» PROBLEM STATEMENT: Whenever a line in the entries below includes the string "leafy", count that line. Report the total alone.

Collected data

*** Block opens ***

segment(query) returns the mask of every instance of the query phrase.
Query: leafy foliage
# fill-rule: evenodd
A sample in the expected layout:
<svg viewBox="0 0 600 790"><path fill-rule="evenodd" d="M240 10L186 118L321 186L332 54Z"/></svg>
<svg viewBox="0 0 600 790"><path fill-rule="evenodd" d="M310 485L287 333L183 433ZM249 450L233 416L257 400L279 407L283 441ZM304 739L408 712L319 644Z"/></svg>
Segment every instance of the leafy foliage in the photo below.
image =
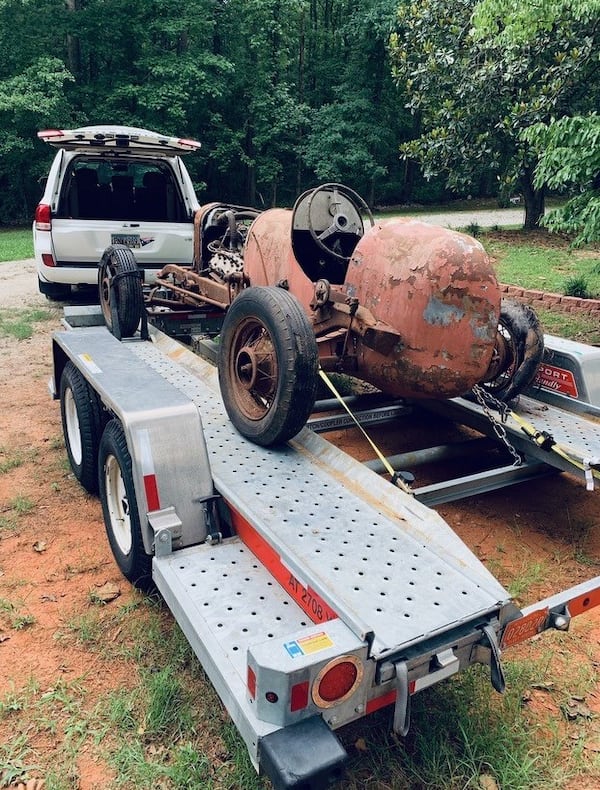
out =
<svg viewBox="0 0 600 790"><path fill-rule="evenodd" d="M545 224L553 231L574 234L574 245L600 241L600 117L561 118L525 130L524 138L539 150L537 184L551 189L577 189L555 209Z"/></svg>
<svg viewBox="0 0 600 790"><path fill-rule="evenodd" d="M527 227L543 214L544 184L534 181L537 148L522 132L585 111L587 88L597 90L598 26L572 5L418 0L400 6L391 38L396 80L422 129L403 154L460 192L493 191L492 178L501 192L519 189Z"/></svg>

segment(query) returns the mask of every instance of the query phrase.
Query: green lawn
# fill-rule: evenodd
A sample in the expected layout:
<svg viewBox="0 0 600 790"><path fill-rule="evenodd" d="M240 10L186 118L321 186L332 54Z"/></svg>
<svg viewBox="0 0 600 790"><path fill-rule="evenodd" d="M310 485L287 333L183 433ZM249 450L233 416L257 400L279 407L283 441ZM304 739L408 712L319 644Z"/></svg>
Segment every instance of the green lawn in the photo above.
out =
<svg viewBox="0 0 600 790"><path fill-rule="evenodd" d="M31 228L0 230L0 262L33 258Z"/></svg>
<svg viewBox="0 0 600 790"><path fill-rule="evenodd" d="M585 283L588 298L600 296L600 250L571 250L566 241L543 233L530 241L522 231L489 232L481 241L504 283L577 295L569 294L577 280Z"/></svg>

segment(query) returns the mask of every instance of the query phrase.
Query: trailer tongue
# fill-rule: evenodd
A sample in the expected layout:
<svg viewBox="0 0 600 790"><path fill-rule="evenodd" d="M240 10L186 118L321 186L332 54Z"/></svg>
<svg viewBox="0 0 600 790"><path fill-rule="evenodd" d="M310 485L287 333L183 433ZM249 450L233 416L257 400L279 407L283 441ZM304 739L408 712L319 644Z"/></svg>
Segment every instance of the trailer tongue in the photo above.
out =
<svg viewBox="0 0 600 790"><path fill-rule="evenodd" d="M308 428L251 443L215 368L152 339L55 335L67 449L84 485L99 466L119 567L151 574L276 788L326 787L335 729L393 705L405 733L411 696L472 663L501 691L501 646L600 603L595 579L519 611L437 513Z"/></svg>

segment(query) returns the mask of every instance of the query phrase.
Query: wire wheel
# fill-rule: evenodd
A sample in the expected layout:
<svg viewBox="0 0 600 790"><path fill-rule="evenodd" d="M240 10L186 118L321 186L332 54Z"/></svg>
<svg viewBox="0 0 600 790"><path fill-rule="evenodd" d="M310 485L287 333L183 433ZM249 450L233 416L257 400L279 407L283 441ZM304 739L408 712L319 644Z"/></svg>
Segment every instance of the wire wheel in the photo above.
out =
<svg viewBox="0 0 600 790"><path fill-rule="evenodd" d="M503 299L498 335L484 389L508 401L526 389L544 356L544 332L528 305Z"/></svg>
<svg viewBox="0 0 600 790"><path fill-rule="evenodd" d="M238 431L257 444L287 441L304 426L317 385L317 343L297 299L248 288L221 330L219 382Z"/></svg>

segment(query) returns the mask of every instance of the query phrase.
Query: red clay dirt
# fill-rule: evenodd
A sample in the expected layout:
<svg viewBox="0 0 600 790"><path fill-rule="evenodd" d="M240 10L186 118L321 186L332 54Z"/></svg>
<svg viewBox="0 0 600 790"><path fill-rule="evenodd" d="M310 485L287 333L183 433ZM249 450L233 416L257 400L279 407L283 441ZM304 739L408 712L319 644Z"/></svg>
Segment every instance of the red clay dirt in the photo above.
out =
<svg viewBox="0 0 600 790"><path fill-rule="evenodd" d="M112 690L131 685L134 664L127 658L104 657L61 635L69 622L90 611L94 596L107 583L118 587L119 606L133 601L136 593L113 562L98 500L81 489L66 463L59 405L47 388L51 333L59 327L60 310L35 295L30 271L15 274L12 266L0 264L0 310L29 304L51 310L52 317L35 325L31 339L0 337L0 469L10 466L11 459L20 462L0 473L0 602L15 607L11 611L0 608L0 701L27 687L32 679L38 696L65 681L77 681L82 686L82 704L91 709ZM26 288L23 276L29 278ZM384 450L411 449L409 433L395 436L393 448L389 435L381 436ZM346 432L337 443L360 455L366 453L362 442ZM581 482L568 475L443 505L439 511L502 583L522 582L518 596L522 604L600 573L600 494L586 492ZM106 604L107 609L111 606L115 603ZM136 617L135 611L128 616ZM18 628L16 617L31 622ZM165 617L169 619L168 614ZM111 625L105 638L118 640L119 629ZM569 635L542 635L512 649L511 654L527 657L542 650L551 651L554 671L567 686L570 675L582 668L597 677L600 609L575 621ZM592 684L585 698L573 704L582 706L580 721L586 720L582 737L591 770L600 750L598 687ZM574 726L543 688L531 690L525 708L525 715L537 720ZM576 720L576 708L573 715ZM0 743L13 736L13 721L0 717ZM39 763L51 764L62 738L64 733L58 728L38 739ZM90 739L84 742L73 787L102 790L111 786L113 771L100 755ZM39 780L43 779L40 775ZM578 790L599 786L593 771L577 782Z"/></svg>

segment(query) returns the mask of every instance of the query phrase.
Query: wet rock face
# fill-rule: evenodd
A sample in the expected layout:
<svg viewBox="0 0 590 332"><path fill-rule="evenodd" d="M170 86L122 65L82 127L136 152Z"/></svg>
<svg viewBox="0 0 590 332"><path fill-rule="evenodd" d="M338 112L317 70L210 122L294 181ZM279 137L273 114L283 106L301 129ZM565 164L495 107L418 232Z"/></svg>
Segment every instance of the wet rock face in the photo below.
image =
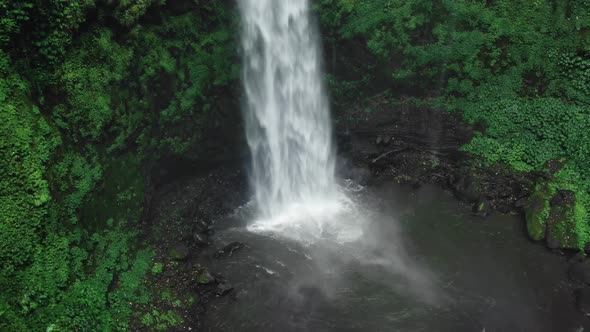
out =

*** Block closes ***

» EXERCISE OUTPUT: 2